** WHAT YOU ARE ASKED TO DO **
Convert the lines from the one containing "Where in the image is the ocean?" up to and including the one containing "[544,340,563,352]" into a JSON list of strings, with one string per line and blank lines left out. Include only those lines.

Detection annotation records:
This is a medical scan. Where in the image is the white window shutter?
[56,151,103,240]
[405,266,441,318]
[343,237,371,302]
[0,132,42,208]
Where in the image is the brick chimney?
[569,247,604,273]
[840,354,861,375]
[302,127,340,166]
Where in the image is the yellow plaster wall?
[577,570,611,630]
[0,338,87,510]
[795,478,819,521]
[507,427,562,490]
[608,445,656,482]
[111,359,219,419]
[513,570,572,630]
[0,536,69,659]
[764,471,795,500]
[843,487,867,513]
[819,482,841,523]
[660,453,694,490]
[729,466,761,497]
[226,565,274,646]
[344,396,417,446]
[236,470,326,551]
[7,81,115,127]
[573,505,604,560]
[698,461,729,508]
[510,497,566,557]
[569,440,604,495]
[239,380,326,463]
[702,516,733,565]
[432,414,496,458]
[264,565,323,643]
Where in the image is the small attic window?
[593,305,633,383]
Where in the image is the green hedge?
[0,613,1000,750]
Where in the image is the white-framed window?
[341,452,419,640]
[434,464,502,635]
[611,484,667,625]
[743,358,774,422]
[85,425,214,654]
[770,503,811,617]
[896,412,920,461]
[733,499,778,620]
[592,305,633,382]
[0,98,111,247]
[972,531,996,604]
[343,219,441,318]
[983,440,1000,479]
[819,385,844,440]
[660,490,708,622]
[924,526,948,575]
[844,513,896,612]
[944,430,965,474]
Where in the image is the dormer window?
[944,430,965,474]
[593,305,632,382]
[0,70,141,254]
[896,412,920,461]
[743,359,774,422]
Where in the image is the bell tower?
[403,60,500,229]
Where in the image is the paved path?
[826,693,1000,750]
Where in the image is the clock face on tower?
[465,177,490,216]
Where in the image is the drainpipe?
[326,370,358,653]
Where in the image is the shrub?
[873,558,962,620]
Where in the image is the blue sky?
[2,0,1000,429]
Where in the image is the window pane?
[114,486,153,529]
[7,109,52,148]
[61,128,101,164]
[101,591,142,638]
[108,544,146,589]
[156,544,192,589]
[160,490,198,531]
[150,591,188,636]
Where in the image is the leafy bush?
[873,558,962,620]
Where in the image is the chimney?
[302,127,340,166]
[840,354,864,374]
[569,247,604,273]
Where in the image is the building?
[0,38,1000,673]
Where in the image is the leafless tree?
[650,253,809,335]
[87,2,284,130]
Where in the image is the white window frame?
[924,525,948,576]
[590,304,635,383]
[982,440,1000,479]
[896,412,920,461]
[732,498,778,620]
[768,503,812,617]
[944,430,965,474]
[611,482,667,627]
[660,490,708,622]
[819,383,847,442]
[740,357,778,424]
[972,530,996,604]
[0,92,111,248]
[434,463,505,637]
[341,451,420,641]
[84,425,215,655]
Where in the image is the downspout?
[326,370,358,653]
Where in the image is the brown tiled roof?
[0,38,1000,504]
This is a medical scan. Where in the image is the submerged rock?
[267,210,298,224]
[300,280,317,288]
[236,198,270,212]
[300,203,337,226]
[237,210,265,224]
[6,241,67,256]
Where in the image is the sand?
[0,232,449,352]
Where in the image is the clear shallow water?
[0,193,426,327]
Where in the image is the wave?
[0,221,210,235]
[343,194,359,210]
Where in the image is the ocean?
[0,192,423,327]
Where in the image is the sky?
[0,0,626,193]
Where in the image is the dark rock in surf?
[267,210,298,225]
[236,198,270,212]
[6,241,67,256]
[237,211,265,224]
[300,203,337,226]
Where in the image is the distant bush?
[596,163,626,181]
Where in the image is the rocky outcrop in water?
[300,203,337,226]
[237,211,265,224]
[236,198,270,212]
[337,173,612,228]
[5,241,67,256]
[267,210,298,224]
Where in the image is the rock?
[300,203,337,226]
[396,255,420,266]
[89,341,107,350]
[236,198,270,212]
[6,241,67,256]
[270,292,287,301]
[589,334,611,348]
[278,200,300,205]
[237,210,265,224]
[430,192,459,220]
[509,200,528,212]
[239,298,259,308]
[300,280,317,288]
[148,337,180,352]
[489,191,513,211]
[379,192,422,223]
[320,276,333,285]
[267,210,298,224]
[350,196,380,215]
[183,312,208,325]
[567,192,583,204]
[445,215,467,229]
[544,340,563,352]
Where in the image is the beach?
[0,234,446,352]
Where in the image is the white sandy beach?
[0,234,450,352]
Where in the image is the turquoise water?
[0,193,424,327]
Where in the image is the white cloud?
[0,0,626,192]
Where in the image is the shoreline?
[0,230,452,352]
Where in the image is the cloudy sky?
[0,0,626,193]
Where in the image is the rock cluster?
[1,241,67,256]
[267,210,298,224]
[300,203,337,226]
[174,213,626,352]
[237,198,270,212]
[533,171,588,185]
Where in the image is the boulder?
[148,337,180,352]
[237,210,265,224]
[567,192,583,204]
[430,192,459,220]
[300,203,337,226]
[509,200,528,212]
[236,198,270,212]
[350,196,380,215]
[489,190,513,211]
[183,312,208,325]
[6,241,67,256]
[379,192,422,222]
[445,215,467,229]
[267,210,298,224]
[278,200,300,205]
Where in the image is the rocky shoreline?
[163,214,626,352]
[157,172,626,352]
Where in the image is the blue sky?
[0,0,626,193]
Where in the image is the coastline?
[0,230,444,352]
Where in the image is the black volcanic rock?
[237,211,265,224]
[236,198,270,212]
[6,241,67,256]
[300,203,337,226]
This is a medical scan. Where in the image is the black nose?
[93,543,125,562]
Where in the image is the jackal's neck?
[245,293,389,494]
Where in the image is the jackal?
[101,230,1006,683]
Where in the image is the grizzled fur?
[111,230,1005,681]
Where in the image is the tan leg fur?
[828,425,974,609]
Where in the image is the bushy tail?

** OUTPUT OF THE EXERCISE **
[
  "Where in the image is the ocean?",
  "[0,192,423,327]",
  "Where in the image is the sky?",
  "[0,0,626,193]",
  "Where in the image is the dark rock in surf?",
  "[267,210,298,225]",
  "[236,198,270,212]",
  "[6,241,67,256]",
  "[237,211,265,224]",
  "[300,203,337,226]",
  "Where in the image is the distant bush?",
  "[596,163,626,181]",
  "Where in the image is the rocky outcrop in water?",
  "[300,203,337,226]",
  "[237,211,265,224]",
  "[236,198,270,212]",
  "[337,173,612,228]",
  "[5,241,67,256]",
  "[267,210,298,224]",
  "Where in the image is the rock?",
  "[300,203,337,226]",
  "[396,255,420,266]",
  "[89,341,107,350]",
  "[236,198,270,212]",
  "[6,241,67,256]",
  "[270,292,287,301]",
  "[589,334,611,348]",
  "[278,200,300,205]",
  "[237,210,265,224]",
  "[430,192,459,220]",
  "[509,200,528,212]",
  "[239,298,259,308]",
  "[300,280,317,288]",
  "[148,337,180,352]",
  "[489,191,513,211]",
  "[379,192,422,223]",
  "[320,276,333,285]",
  "[267,210,298,224]",
  "[350,196,380,215]",
  "[183,312,208,325]",
  "[567,192,583,204]",
  "[445,215,467,229]",
  "[544,340,563,352]"
]